Problem description:
The entries are to be output in full, word for word.
----
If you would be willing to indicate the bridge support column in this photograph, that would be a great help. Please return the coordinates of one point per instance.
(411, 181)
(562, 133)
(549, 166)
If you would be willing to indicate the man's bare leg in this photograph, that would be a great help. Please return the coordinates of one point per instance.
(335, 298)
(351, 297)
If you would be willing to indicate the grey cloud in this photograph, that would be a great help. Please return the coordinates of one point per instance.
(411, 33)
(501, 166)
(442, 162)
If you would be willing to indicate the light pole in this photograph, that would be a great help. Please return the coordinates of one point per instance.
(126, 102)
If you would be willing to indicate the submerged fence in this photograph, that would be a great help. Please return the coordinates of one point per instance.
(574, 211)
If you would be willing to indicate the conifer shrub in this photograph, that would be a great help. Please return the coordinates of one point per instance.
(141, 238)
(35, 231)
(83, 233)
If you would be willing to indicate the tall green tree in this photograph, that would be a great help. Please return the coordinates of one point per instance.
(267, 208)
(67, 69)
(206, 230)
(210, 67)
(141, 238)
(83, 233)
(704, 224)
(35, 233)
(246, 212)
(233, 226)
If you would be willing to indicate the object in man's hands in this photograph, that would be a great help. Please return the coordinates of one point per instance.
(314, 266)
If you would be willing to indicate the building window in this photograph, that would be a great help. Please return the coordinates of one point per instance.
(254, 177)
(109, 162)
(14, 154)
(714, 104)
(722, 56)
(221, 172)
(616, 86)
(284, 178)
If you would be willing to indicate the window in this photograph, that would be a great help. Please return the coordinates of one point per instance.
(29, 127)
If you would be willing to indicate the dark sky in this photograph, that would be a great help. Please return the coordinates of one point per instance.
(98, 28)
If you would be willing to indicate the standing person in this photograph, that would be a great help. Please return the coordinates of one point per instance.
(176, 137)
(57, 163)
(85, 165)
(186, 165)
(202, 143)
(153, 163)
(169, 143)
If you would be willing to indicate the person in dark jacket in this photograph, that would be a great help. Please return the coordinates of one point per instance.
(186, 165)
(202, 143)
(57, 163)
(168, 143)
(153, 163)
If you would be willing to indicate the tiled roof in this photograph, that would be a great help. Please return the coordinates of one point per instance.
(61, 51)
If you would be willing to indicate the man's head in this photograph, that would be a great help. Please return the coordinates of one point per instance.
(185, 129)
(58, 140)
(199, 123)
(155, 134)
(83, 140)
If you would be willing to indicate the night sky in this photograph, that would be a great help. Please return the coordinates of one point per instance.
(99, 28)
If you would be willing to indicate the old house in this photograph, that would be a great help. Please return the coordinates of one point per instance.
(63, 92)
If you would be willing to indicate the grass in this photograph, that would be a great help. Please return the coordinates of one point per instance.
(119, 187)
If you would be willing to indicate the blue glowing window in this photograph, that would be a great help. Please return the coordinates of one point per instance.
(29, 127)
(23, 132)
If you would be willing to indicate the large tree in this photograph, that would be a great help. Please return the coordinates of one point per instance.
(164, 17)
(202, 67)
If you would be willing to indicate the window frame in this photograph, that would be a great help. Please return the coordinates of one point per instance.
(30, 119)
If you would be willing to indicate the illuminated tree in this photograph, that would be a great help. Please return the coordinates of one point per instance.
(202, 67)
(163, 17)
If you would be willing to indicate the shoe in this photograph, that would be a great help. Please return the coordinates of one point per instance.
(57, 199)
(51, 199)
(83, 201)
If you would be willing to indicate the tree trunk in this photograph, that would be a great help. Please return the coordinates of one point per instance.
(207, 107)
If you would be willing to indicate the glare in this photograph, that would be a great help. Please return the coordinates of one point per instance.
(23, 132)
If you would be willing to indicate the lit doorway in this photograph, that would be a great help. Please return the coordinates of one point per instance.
----
Output:
If you would be willing to indicate the bridge support column in this photograph, that would be a great help. Please return the coordinates of one point per instance.
(411, 181)
(562, 133)
(549, 166)
If you would be willing to indicate the man's bare leg in this photograph, that would be a great help. Please return the coordinates of one point per instance.
(335, 298)
(351, 297)
If you would be willing to indicate the grey cloud in this photograph, that would be a great help. Please return the coordinates of one point per instance.
(411, 33)
(501, 166)
(442, 162)
If you would be willing to indicate the light pole in this photograph, that would be a great help. Please return the coordinates of one point per instance.
(126, 102)
If you would be willing to indicate the submerged fence in this photograph, that would be a great help. Please return the coordinates of one point per instance.
(574, 211)
If you would be willing to indicate the conifer shrub in this photograph, that would be a great help. Please return the coordinates of one point per instance.
(141, 238)
(35, 231)
(83, 233)
If you would be willing to indicate the tall green tree in this photograph, that would be a great help. Please return the coordinates of one point per instance.
(267, 208)
(67, 69)
(206, 230)
(210, 67)
(141, 238)
(83, 233)
(704, 224)
(35, 233)
(246, 212)
(233, 226)
If you would be willing to indicate the object in man's hands in this photograph, that would be a great help. Please return the coordinates of one point per instance.
(314, 266)
If you would be willing to indicate the building window in this photograph, that would be a great help. Please return the coordinates of one point per instance.
(254, 177)
(109, 162)
(14, 154)
(714, 104)
(722, 56)
(221, 172)
(616, 86)
(284, 178)
If you would be willing to indicate the window in this photograph, that would be a great help. Please return the coordinates of one point per instance.
(29, 127)
If you would be willing to indicate the dark sky in this photograph, that would be a great help. Please return the coordinates of one point per instance.
(98, 28)
If you would be willing to indicate the standing person in this photograph, that would be a great help. Please return the coordinates of one point per instance.
(176, 137)
(57, 163)
(85, 165)
(186, 165)
(202, 143)
(153, 163)
(169, 143)
If you would be willing to indicate the person in dark jacket in this photograph, that would be a great help. Please return the coordinates of one point per instance.
(186, 165)
(202, 143)
(57, 163)
(168, 143)
(153, 163)
If you would be willing to indicate the tiled roof in this photograph, that would be a great help. Please return the coordinates of one point per instance.
(61, 51)
If you would be willing to indicate the man's head in this photograph, that would be a great help. Please return the coordinates of one point per instance.
(185, 129)
(58, 140)
(199, 123)
(155, 134)
(83, 140)
If you would be willing to indicate the night sky in this photograph, that would be a great help. Please return the coordinates of one point per instance.
(99, 28)
If you would be willing to indicate the old house in this photograph, that would be a great help. Please return the coordinates of one point per instance.
(63, 92)
If you would be willing to indicate the grass in this photograph, that would be a great help. Please return the coordinates of one point per instance.
(119, 187)
If you would be willing to indicate the blue glowing window in this photograph, that would be a great help. Please return the coordinates of one point per instance.
(29, 127)
(23, 132)
If you would be willing to indicate the large tree in this photograph, that would be a great help. Please return the coordinates of one point per instance.
(164, 17)
(202, 67)
If you would be willing to indicate the window frame in this photograph, that would be a great help. Please return the coordinates of one point per instance.
(30, 119)
If you would be willing to indicate the illuminated tree in this photograph, that would be a great help. Please return the coordinates of one point per instance.
(202, 67)
(163, 17)
If you would be willing to indicate the shoe in this photograph, that would be a great help. Please return the coordinates of one point per instance.
(57, 199)
(51, 199)
(83, 201)
If you would be willing to indicate the tree trunk in this photograph, that would be a great help. Please return the coordinates of one point per instance.
(207, 107)
If you would be willing to indicate the glare in this photograph, that would be a great help. Please return the coordinates of one point per instance.
(23, 132)
If you would be willing to indicate the lit doorway in this photograph, that would be a great help. Please return the coordinates of one point per instance.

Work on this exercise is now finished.